▶ [Document section]:
Portugal's conduct has been widely condemned abroad, in America and at the United Nations. But at the same time, Portugal's efforts are being aided financially by the Gulf Oil Corporation, which drills in Angola under contract to Portugal--and which is owned, in part, by the Harvard Corporation.

Harvard's decision to retain its 683,000 shares in Gulf, after the Pan African Liberation Committee (PALC) had reasonably appealed to the University for a publicly announced sale, was doubly irresponsible. For it came with a refusal even to cast a vote of no confidence in the management of Gulf at the annual stockholders' meeting. Instead, the Corporation made a deal with Gulf to abstain from voting for the disclosure of information on Gulf's operations in Angola in return for a voluntary yielding of that information.

It was after these decisions that PALC occupied Massachusetts Hall.

IN THEIR mutual accommodation, Harvard and Gulf gave the lie to the notion that large American corporations can be semi-democratic institutions. In a system where power is proportional to the money invested, the management of most large corporations make an elaborate effort to pretend that they are controlled in some small way by the people who share in corporate power through ownership of stock: yet in huge corporations (like Gulf) it is all but impossible for even relatively large stockholders (like Harvard) to effect changes in company policy through the normal channels of corporate elections and proxy decisions. And when institutional stockholders refuse even to join in a symbolic assertion of their rightful powers, they desert the responsibilities that come with the power of money and throw their lot in with the men who go to any length and support any government, to maximize profits. As long as corporation directors piously claim that their only concern should be to multiply the dollars of their investors. Harvard's acquiescence must be taken only as support for their conscienceless arguments.

▶ [Dataset extract]:
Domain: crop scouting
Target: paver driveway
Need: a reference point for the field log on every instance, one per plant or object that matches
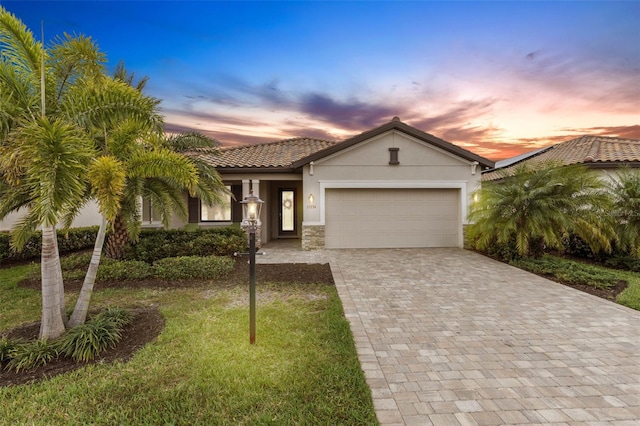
(450, 337)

▶ [Goals]:
1. Condense the paragraph of the piece on Harvard's Gulf stock that begins "Harvard's decision to retain" into a shorter version that keeps its main facts.
2. Carry the piece on Harvard's Gulf stock forward with the next part, starting after its final sentence.

▶ [Responses by task]:
1. Harvard kept its 683,000 Gulf shares even though the Pan African Liberation Committee (PALC) had reasonably asked the University to announce a public sale. The piece calls this doubly irresponsible, because Harvard also refused to cast a vote of no confidence in Gulf's management at the annual stockholders' meeting. Instead, Harvard agreed with Gulf not to vote for disclosure of Gulf's Angola operations in exchange for Gulf releasing that information voluntarily.

2.
Harvard must not be an institution which preaches humanitarian values without practicing them. Students, alumni and faculty alike should demand that Harvard express its outrage over the oppression of the Angolan people and the supporting role that Gulf plays in this oppression. To coax petty concessions from the management of Gulf Oil is no expression of outrage. What is needed is a public denunciation of Gulf's and Portugal's policies, accompanied by the sale of the University's holdings.